[Task goal]:
Below are records; reproduce exactly the lines from the one that has "negative clicks: (628, 187) (606, 208)" through the one that has "21L764 24L755 26ZM15", ends included, and nothing more.

[Data for review]:
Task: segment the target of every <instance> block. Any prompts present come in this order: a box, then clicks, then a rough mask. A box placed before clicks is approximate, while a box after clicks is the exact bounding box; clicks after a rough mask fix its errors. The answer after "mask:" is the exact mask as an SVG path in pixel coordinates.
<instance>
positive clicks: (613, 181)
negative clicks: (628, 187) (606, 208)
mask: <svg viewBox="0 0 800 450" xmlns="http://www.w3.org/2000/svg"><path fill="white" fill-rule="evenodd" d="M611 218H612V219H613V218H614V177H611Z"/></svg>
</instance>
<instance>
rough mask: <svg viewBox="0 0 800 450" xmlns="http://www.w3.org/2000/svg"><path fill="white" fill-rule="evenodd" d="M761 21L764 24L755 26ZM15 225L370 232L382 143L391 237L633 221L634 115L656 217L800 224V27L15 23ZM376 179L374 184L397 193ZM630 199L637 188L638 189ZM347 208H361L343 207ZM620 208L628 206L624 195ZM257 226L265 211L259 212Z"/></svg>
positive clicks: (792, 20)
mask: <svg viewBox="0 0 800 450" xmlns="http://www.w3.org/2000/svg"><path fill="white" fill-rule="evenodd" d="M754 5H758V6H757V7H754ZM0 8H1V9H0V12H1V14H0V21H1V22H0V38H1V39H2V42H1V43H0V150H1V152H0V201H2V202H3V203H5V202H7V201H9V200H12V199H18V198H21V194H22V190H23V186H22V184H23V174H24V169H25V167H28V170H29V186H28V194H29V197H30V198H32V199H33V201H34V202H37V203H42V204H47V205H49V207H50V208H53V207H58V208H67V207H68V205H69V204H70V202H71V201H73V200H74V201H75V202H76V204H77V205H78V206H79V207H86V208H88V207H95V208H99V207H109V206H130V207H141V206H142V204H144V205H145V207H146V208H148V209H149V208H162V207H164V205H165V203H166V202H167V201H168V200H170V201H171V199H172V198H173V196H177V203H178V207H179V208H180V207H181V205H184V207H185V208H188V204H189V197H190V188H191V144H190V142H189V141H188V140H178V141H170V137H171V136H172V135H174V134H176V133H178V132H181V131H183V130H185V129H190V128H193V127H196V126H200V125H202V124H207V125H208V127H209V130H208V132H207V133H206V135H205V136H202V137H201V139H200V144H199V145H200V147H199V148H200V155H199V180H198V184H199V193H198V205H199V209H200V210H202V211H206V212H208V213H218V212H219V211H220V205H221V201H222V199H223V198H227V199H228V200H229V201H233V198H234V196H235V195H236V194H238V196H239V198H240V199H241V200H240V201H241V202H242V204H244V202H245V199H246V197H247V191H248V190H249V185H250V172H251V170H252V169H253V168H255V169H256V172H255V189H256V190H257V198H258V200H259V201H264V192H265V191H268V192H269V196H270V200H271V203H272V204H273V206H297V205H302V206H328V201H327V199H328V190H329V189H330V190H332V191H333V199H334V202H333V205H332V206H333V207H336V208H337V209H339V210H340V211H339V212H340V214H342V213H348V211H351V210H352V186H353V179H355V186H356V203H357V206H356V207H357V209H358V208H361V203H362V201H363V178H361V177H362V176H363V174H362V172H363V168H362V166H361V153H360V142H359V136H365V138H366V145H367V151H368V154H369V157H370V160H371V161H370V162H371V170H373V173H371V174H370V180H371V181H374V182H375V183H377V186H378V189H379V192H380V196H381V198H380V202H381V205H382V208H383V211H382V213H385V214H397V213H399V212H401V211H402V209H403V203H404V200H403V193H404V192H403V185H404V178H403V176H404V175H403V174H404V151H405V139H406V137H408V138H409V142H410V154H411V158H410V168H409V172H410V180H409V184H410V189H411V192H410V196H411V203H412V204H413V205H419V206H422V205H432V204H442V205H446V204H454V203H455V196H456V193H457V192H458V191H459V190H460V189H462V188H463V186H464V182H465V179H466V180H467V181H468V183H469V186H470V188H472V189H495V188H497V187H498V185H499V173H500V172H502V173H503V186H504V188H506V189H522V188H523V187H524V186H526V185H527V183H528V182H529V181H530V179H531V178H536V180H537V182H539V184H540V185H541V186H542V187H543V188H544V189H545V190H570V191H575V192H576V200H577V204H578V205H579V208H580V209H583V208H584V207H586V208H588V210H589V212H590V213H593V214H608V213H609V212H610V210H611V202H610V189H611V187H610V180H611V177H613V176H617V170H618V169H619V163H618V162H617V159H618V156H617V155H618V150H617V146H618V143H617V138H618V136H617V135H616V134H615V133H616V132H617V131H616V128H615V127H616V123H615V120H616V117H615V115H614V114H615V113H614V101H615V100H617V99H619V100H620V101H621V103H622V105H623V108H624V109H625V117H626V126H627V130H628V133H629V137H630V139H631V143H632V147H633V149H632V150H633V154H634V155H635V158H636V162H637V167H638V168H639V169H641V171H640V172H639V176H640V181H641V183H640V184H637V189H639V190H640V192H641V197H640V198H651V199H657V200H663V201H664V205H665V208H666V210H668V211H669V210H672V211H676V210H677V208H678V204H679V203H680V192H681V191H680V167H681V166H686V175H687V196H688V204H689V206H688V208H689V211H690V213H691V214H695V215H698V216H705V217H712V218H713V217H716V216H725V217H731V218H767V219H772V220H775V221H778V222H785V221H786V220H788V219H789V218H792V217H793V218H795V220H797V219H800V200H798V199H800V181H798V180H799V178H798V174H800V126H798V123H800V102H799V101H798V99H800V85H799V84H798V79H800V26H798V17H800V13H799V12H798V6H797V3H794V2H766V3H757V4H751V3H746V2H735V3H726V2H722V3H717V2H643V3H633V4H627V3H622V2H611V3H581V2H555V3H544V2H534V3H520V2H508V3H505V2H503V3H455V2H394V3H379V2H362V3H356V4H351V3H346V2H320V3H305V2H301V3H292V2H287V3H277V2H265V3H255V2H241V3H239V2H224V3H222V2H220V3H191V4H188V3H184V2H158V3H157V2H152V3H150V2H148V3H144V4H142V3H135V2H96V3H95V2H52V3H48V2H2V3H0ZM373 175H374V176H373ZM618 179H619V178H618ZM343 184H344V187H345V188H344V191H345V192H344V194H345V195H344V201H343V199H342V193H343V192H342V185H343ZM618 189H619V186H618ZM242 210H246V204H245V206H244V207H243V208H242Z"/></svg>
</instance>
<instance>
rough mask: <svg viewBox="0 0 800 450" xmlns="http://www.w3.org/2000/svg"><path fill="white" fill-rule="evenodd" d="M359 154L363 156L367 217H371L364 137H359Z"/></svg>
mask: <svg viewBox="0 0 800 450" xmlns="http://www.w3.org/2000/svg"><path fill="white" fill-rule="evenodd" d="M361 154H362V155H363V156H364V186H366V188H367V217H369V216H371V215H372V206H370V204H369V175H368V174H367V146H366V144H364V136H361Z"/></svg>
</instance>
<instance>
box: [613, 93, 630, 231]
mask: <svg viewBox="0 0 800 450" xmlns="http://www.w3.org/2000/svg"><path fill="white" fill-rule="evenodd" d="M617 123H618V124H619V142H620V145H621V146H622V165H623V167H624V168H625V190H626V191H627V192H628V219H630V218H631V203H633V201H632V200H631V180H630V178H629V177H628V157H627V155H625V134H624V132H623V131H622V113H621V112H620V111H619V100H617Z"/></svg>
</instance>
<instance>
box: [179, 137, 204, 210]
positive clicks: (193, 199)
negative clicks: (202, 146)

[Reply]:
negative clicks: (628, 187) (606, 208)
mask: <svg viewBox="0 0 800 450" xmlns="http://www.w3.org/2000/svg"><path fill="white" fill-rule="evenodd" d="M611 218H612V219H613V218H614V177H611Z"/></svg>
</instance>
<instance>
rough mask: <svg viewBox="0 0 800 450" xmlns="http://www.w3.org/2000/svg"><path fill="white" fill-rule="evenodd" d="M761 21L764 24L755 26ZM15 225L370 232L382 143L391 237L633 221L634 115L656 217L800 224V27L15 23ZM376 179L374 184L397 193ZM630 199L637 188L638 189ZM347 208H361L343 207ZM620 208L628 206L624 195ZM257 226L265 211L259 212Z"/></svg>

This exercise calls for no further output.